* Begin *

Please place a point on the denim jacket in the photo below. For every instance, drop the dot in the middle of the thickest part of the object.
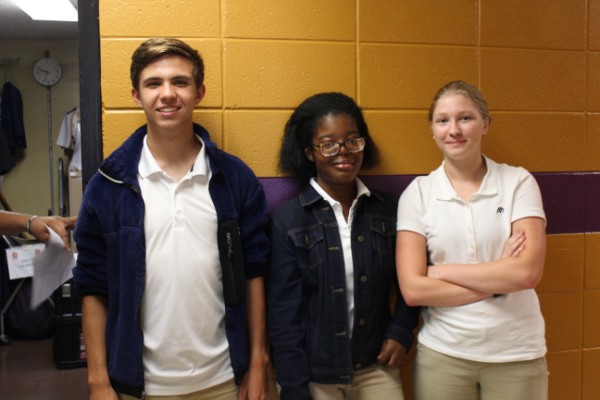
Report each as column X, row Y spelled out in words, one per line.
column 306, row 299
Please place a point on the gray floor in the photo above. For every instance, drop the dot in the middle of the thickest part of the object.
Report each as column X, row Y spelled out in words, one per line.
column 27, row 372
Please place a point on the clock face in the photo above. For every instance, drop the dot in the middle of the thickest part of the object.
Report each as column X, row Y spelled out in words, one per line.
column 47, row 72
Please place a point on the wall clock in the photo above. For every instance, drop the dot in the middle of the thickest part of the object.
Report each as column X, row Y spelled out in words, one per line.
column 47, row 71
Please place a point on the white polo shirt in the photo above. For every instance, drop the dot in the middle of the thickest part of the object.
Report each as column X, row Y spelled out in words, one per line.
column 503, row 329
column 345, row 229
column 183, row 312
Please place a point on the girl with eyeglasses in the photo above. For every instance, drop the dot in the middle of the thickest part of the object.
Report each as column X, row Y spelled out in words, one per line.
column 471, row 247
column 332, row 269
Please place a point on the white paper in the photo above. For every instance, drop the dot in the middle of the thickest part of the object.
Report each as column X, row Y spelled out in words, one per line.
column 52, row 268
column 20, row 260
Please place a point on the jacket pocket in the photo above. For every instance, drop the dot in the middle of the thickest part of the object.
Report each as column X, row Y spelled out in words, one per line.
column 309, row 245
column 383, row 233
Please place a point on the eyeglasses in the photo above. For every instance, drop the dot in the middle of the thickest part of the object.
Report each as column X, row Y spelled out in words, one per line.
column 330, row 149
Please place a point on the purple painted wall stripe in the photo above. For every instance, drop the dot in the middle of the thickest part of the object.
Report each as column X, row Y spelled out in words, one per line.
column 571, row 199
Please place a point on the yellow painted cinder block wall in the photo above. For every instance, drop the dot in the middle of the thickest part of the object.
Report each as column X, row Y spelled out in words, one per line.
column 538, row 62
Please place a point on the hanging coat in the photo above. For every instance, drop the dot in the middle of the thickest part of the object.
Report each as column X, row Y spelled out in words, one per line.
column 7, row 161
column 11, row 117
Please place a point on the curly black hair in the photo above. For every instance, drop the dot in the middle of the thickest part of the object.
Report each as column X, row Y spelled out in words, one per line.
column 303, row 124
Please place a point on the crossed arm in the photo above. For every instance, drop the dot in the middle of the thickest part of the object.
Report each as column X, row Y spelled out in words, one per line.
column 458, row 284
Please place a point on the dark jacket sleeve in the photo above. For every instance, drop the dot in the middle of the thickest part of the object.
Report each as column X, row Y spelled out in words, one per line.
column 285, row 317
column 90, row 271
column 404, row 321
column 253, row 223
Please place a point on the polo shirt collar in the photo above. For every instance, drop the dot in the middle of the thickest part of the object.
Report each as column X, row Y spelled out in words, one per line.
column 361, row 189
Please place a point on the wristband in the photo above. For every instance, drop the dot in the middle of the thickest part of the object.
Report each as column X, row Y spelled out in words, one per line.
column 29, row 222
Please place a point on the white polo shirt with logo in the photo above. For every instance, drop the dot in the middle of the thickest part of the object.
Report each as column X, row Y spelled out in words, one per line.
column 498, row 329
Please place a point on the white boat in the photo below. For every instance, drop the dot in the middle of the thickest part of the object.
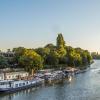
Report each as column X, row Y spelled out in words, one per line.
column 11, row 85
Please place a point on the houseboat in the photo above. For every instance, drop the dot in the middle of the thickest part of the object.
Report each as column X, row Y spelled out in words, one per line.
column 12, row 85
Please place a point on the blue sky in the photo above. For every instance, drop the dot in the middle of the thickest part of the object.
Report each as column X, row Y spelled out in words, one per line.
column 34, row 23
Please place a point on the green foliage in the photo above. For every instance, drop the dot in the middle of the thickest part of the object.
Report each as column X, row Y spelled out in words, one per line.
column 60, row 41
column 31, row 60
column 34, row 59
column 95, row 55
column 3, row 62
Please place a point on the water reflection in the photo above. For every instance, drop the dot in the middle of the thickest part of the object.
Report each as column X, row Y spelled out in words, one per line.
column 85, row 86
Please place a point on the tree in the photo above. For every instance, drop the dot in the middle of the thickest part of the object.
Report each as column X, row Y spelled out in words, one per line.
column 52, row 58
column 3, row 62
column 30, row 60
column 60, row 41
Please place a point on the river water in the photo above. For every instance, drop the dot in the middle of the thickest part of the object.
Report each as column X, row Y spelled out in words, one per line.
column 84, row 86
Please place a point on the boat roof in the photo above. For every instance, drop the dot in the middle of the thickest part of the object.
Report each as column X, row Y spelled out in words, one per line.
column 6, row 81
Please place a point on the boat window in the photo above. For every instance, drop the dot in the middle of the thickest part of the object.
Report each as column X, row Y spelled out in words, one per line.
column 23, row 83
column 16, row 85
column 20, row 84
column 26, row 82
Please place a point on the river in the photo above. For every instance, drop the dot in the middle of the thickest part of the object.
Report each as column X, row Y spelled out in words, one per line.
column 84, row 86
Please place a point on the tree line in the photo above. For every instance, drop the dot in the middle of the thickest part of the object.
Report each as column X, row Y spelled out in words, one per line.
column 49, row 56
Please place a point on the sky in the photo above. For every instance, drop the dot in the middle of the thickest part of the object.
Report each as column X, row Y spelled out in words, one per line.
column 35, row 23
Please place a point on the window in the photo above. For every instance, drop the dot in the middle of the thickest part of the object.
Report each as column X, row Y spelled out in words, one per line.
column 16, row 85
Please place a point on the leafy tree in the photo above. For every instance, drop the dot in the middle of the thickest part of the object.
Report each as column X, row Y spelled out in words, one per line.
column 60, row 41
column 3, row 62
column 30, row 60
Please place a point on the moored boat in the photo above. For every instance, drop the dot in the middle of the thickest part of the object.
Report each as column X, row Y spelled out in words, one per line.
column 12, row 85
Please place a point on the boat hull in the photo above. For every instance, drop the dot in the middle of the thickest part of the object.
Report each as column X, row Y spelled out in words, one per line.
column 7, row 90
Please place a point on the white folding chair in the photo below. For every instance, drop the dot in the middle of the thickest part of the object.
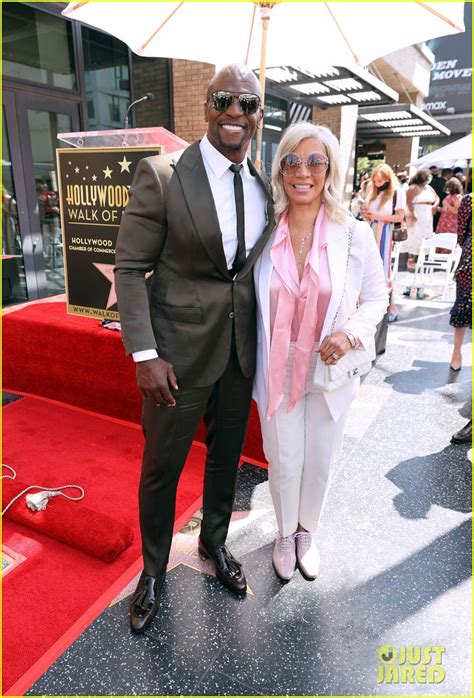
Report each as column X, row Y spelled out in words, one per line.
column 429, row 261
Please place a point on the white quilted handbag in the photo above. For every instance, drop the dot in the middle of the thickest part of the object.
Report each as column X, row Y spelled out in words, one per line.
column 356, row 362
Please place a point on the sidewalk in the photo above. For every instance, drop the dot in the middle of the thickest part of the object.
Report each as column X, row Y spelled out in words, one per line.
column 395, row 549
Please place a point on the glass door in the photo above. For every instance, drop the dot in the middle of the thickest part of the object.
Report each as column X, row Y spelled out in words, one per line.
column 13, row 266
column 39, row 118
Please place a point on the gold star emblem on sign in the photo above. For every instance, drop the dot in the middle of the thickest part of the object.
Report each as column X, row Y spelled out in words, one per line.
column 124, row 164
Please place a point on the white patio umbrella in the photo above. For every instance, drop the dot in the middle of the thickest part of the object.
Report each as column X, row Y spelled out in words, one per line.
column 308, row 34
column 448, row 154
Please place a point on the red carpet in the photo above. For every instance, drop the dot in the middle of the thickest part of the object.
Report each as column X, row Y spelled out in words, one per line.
column 56, row 585
column 91, row 531
column 76, row 361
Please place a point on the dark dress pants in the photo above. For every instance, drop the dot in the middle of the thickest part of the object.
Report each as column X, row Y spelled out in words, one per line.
column 169, row 432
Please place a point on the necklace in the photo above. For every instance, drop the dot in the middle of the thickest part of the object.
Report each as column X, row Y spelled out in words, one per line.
column 302, row 241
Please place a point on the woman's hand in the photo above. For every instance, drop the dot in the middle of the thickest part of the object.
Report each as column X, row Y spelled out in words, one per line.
column 333, row 347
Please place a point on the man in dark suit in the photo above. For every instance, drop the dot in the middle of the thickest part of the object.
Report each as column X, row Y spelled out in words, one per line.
column 198, row 220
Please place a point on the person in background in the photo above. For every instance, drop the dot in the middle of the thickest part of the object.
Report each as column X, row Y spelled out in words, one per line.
column 438, row 183
column 422, row 202
column 305, row 280
column 462, row 309
column 458, row 172
column 384, row 206
column 403, row 180
column 469, row 181
column 449, row 210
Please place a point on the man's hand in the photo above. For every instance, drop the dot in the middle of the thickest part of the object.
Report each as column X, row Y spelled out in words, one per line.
column 332, row 346
column 154, row 378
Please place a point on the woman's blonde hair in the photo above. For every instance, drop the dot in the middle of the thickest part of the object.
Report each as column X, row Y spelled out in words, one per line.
column 332, row 193
column 386, row 172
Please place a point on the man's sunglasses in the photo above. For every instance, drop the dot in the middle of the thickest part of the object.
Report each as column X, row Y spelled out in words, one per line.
column 222, row 100
column 315, row 164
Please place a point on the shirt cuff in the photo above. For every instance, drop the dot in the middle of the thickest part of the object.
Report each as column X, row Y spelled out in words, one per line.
column 358, row 343
column 145, row 355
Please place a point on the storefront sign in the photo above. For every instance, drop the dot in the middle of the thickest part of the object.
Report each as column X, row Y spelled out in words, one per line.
column 451, row 74
column 93, row 192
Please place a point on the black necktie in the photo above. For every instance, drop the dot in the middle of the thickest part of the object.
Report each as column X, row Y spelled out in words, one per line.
column 240, row 257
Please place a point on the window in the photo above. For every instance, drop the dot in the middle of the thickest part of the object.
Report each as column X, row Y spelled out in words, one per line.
column 37, row 46
column 107, row 76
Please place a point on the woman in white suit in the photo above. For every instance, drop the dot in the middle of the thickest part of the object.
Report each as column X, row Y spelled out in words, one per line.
column 304, row 280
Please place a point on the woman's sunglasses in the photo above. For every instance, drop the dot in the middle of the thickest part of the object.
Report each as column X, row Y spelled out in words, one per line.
column 222, row 100
column 315, row 164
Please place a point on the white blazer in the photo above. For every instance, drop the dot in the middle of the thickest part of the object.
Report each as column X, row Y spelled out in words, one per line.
column 363, row 305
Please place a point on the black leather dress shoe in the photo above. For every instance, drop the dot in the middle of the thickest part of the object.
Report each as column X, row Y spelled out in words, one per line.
column 144, row 602
column 228, row 569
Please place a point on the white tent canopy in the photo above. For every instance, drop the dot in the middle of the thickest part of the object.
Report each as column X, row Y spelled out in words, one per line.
column 448, row 154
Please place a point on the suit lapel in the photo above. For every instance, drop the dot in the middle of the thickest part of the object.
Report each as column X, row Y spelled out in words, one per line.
column 198, row 195
column 197, row 192
column 337, row 260
column 269, row 223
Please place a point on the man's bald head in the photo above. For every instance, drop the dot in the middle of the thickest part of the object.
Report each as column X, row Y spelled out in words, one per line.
column 231, row 129
column 232, row 75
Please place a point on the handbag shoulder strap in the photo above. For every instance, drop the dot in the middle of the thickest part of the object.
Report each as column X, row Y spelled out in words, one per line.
column 349, row 247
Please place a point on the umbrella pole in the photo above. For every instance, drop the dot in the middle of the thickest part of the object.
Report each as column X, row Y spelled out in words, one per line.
column 265, row 9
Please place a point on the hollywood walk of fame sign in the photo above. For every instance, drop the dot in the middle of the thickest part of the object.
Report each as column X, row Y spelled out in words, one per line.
column 93, row 192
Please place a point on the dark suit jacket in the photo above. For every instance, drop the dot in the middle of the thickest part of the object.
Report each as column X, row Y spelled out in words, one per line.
column 189, row 304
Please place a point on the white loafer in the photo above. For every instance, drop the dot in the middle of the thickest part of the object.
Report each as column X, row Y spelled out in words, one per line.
column 284, row 557
column 307, row 554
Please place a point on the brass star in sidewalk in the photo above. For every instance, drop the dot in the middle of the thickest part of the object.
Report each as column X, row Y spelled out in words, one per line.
column 124, row 164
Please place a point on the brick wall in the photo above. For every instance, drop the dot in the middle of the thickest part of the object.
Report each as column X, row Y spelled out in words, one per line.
column 152, row 75
column 190, row 81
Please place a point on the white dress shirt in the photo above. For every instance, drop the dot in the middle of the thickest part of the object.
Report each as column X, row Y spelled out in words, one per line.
column 221, row 180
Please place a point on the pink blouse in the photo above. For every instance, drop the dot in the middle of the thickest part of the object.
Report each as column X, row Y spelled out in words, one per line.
column 323, row 297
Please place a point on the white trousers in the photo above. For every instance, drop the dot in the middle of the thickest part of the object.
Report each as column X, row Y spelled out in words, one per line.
column 301, row 448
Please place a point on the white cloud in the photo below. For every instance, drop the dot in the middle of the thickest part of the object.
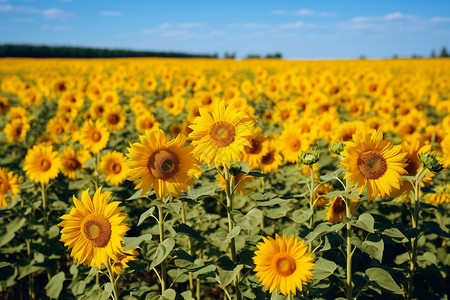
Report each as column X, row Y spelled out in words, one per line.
column 110, row 13
column 440, row 19
column 280, row 12
column 56, row 14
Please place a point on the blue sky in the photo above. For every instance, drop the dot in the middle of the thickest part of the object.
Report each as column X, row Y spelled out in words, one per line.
column 297, row 29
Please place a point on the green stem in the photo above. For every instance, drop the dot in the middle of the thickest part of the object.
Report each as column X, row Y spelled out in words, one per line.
column 311, row 205
column 190, row 246
column 415, row 225
column 161, row 239
column 229, row 193
column 113, row 282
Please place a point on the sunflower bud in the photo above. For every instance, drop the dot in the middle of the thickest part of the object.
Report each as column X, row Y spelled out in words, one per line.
column 430, row 162
column 235, row 169
column 337, row 148
column 310, row 157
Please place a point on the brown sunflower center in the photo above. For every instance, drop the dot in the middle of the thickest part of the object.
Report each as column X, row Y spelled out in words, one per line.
column 96, row 136
column 163, row 164
column 73, row 164
column 338, row 206
column 113, row 119
column 45, row 165
column 116, row 168
column 372, row 164
column 285, row 265
column 97, row 229
column 222, row 133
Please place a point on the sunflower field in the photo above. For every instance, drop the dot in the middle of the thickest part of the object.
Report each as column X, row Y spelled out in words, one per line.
column 163, row 179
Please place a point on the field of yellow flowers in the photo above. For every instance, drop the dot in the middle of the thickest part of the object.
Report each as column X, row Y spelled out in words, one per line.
column 222, row 179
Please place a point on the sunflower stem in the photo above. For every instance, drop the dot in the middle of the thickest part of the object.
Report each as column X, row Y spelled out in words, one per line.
column 311, row 205
column 229, row 179
column 161, row 240
column 415, row 225
column 113, row 282
column 349, row 246
column 190, row 246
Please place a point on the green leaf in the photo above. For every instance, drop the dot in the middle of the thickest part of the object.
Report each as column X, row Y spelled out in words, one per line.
column 383, row 279
column 134, row 242
column 249, row 221
column 162, row 252
column 435, row 228
column 55, row 285
column 189, row 231
column 145, row 215
column 365, row 222
column 226, row 277
column 323, row 268
column 302, row 215
column 373, row 246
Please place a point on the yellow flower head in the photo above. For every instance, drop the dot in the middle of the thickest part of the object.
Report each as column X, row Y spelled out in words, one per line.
column 94, row 136
column 220, row 136
column 114, row 167
column 283, row 264
column 94, row 229
column 42, row 163
column 373, row 162
column 161, row 164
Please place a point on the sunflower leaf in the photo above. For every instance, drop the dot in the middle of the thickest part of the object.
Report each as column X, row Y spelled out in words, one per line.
column 383, row 279
column 162, row 252
column 145, row 215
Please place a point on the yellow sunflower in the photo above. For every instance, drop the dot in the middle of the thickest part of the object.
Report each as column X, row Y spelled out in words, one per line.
column 220, row 136
column 94, row 136
column 114, row 118
column 8, row 182
column 283, row 264
column 42, row 163
column 337, row 209
column 16, row 130
column 72, row 161
column 373, row 162
column 161, row 164
column 94, row 229
column 114, row 167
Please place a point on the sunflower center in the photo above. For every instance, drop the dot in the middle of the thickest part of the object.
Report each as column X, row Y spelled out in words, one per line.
column 116, row 168
column 113, row 119
column 96, row 136
column 97, row 229
column 73, row 164
column 163, row 164
column 45, row 165
column 222, row 133
column 372, row 164
column 285, row 265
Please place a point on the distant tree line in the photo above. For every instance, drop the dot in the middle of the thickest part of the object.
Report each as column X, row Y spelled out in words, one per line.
column 43, row 51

* End *

● WHAT YOU SHOULD DO
Reproduce the listing above word for word, from its first line up to and including the line with "column 20, row 260", leaving out the pictures.

● REPLY
Please place a point on the denim jacket in the photo below. For every instance, drop the dot in the middle of the thickest part of the object.
Report each as column X, row Y spelled out in words, one per line.
column 306, row 299
Please place a point on the gray floor in the photo above. For every instance, drop the dot in the middle of the thickest part of the object.
Report each as column X, row Y spelled out in words, one per line.
column 27, row 372
Please place a point on the clock face in the photo above. For every instance, drop the dot in the middle of the thickest part of the object.
Report each as column X, row Y spelled out in words, one per line.
column 47, row 72
Please place a point on the wall clock in the photo above. For every instance, drop the dot in the middle of the thickest part of the object.
Report each as column X, row Y spelled out in words, one per line.
column 47, row 71
Please place a point on the white polo shirt in the photo above. For every instance, drop the dot in the middle of the thickest part of the object.
Report each as column X, row Y spelled out in words, one per line.
column 503, row 329
column 345, row 229
column 183, row 312
Please place a point on the girl with eyeglasses in the photo above. For every instance, drop the dot in the middle of the thickest part of the object.
Report each as column X, row Y spelled out in words, one per line.
column 471, row 247
column 332, row 269
Please place a point on the white paper in the photo above. For every instance, drop the dot in the middle of the thickest part of the object.
Report each as column X, row Y spelled out in words, one per line.
column 52, row 268
column 20, row 260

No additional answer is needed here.